**TO BE DONE:** Quote, without any change, the line that contains "the carved leaf" and all lines that follow it to the end of the data below.

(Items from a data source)
■ ■ ■ ■

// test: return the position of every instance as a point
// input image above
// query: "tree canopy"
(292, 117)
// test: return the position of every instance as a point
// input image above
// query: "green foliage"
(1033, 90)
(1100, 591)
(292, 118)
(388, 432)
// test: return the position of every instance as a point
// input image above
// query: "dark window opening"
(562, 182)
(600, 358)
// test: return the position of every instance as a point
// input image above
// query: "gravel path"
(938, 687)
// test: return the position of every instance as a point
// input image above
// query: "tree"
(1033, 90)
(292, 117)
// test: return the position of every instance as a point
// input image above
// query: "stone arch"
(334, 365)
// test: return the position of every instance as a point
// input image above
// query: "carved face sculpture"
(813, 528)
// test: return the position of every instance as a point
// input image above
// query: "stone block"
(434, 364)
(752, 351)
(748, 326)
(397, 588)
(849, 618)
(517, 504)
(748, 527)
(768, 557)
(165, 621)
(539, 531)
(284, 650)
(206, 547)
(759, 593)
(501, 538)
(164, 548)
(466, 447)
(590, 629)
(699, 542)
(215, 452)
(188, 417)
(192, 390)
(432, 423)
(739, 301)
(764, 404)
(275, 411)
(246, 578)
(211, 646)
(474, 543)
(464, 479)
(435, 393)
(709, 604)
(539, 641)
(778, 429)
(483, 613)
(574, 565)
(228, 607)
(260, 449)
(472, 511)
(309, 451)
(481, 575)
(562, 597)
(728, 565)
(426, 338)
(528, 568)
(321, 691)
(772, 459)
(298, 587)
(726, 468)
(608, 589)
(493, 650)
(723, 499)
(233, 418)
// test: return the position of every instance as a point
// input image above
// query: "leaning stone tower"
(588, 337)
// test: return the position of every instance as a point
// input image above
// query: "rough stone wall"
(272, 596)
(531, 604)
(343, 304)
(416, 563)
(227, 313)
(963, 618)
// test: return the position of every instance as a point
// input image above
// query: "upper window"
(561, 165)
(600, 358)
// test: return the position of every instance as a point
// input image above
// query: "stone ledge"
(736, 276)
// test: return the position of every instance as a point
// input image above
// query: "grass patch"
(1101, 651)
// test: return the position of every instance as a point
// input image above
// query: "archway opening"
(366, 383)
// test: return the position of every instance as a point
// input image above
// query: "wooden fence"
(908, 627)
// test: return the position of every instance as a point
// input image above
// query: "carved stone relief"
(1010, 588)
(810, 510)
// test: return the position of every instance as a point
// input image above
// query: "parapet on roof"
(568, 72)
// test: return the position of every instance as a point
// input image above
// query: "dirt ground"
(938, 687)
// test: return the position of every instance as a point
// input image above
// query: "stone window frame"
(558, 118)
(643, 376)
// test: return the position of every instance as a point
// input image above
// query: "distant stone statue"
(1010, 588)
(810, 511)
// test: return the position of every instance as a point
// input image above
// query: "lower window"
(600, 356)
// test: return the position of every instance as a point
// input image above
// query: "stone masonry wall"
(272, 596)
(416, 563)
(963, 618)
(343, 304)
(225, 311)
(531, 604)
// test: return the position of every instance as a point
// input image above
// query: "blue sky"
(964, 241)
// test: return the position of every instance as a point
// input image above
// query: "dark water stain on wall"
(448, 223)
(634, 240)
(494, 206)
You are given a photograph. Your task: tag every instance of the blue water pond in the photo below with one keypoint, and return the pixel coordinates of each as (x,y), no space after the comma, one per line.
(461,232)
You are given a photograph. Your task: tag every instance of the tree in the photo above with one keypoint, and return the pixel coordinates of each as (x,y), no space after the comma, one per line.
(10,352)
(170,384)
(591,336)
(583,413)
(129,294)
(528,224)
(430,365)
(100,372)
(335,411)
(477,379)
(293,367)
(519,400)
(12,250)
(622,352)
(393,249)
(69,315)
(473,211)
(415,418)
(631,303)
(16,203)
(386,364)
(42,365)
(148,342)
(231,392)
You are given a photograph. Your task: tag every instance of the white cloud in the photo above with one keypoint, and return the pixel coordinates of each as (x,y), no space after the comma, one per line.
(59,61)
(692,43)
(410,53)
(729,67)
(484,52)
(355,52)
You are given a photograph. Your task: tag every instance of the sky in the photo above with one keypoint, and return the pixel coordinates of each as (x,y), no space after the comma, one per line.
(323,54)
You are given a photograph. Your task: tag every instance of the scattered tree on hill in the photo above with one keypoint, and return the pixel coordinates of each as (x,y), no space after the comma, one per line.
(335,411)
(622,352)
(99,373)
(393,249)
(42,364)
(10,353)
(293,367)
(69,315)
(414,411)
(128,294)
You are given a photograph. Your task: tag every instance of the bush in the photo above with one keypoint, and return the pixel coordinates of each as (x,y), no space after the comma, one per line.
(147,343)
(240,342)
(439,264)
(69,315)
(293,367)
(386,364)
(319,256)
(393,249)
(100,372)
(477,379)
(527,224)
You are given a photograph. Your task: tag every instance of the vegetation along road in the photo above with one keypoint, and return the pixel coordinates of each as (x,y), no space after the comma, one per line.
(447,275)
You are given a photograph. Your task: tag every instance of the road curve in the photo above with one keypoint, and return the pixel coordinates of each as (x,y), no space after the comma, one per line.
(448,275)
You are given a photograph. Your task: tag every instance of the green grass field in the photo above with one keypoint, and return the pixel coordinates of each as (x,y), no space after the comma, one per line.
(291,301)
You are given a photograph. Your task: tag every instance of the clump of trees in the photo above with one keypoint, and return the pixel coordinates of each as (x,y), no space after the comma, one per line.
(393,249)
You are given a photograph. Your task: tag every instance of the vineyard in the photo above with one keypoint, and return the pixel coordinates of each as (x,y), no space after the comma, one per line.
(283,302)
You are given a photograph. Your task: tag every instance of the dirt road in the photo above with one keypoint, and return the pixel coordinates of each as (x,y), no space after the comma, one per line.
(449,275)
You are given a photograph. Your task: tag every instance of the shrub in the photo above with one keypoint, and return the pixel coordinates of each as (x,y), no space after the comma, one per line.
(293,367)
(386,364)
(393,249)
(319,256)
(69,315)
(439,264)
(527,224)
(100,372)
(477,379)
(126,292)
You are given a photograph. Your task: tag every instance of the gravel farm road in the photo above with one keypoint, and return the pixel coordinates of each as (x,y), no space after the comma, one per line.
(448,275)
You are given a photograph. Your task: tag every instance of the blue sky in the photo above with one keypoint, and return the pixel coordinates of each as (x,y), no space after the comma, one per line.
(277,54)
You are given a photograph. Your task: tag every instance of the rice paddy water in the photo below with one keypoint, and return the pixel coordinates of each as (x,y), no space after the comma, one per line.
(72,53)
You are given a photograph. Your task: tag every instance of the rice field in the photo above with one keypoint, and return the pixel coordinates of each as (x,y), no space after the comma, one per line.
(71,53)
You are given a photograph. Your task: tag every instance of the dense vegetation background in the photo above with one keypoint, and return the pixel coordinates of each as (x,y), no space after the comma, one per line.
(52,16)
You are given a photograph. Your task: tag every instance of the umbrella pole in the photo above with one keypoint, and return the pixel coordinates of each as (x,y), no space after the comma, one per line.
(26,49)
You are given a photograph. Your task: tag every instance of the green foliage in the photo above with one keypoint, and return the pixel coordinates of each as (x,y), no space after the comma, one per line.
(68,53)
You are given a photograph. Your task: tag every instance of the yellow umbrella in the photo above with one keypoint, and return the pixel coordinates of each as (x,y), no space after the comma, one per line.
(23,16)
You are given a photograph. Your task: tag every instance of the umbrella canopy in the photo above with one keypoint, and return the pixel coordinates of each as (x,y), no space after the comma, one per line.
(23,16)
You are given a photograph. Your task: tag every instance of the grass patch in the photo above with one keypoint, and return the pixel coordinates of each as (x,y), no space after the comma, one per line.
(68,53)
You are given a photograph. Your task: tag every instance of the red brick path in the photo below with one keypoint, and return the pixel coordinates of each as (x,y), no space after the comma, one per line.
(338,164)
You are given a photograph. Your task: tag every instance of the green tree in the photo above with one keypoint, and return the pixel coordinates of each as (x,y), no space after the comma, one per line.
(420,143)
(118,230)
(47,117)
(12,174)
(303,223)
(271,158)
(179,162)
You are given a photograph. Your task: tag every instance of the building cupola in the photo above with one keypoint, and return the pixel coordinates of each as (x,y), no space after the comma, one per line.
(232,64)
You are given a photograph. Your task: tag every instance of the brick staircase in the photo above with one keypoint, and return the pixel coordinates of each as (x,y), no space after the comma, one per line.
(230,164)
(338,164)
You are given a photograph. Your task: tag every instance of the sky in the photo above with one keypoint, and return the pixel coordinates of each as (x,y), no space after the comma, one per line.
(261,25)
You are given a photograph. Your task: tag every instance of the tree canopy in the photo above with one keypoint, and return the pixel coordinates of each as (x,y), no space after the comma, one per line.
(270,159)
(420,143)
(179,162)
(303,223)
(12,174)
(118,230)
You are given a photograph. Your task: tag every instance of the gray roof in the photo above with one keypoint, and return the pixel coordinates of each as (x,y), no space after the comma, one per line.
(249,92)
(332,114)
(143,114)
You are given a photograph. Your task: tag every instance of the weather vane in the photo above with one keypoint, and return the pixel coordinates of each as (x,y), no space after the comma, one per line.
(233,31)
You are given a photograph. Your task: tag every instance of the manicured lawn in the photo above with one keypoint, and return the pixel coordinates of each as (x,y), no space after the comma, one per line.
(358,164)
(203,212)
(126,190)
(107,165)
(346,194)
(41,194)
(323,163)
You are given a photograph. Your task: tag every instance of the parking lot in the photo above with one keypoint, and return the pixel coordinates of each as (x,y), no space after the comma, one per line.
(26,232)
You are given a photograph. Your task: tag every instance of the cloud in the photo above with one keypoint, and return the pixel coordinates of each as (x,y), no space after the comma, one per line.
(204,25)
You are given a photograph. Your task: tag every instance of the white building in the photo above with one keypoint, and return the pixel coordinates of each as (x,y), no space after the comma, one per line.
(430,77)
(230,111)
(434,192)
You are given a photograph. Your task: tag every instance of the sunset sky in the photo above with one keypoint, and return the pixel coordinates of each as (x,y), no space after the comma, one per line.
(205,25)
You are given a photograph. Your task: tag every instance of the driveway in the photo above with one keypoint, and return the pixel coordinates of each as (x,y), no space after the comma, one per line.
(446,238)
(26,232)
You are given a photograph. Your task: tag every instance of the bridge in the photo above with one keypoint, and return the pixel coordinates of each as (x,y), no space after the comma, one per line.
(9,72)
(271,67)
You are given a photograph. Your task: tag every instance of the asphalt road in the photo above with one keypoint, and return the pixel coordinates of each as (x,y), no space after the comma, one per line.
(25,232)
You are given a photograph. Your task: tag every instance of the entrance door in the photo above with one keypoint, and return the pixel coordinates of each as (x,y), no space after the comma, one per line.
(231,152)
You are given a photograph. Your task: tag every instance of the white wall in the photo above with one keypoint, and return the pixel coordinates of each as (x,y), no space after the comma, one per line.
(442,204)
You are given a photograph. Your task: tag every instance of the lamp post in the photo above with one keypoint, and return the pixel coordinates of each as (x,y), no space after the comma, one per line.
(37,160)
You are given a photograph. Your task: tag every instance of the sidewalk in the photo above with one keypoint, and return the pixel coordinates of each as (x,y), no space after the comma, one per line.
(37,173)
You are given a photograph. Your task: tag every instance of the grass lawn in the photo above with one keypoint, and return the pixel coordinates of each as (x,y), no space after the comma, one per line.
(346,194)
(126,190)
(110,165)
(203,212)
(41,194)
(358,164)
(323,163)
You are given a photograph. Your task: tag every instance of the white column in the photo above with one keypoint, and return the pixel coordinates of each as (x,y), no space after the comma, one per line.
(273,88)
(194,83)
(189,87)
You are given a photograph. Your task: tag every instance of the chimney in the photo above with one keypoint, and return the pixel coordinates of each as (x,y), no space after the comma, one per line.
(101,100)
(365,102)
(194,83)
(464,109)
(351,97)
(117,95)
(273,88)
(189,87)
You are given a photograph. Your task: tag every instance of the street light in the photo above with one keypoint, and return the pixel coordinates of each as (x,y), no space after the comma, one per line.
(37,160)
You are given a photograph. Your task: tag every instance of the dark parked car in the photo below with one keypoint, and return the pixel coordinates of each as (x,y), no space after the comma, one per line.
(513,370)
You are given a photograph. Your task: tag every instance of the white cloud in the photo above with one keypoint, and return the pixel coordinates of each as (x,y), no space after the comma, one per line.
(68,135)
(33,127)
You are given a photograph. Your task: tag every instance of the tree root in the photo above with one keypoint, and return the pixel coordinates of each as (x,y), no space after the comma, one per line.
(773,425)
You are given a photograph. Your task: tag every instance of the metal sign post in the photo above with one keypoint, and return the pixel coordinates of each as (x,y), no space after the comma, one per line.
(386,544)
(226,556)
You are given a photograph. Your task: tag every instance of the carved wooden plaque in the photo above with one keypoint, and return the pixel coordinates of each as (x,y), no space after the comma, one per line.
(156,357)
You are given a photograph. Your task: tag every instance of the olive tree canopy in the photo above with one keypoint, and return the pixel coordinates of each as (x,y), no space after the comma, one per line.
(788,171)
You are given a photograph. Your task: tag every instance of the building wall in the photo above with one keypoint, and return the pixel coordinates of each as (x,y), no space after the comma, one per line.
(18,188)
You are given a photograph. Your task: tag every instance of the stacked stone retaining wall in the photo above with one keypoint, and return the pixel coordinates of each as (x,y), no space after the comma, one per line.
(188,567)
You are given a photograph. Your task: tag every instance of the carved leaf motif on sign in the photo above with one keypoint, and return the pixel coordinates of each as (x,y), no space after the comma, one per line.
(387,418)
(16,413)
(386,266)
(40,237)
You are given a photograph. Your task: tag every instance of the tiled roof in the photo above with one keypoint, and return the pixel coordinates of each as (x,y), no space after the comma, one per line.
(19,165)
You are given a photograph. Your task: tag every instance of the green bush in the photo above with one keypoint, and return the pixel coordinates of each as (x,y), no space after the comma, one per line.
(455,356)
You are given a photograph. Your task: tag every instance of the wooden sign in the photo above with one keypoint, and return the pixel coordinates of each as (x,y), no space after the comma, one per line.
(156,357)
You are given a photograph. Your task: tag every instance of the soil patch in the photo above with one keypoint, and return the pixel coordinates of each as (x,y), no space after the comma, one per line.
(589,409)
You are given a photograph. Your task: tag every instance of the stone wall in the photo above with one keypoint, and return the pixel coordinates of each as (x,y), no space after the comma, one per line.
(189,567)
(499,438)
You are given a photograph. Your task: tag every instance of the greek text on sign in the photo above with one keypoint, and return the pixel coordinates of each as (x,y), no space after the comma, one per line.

■ ■ ■ ■

**RESPONSE TO THE TASK:**
You are given a photograph. Your task: tag every instance of the carved leaf motif on sign in the photo above with one keypoint, and return the pixel coordinates of each as (x,y), no space after the comma, one per line.
(387,418)
(16,413)
(386,266)
(40,237)
You are given a photograph. Your task: tag every instance of the tiled roof in the photo above with one keypoint, and return the pixel coordinates of each as (x,y), no space after the comma, one per line.
(19,165)
You are given a photograph. Your task: tag every instance of the green bush in the photo above with one keypoint, and return the pixel coordinates of each as (x,y), no space after the comma, one per line.
(455,356)
You are given a photograph. Your task: tag every instance of the wooden sign in the photo above with one keypoint, and return the pixel coordinates of each as (x,y), no space after the comma, one per line.
(156,357)
You are given a photograph. Your task: tag every instance of the soil patch in the photo above with one keypoint, and return the pixel coordinates of each as (x,y), no space after the comma, one per line.
(589,409)
You are given a photograph. Your task: tag every instance of the stone wall in the photo above with one keypoint, and return the pixel coordinates of each as (x,y), no space after the comma, one per line.
(189,567)
(499,438)
You are given a photograph. Your task: tag every instance of the greek text on sign in the photo above with one keypoint, and return the pixel coordinates of each as (x,y), no space after the comma, one per line.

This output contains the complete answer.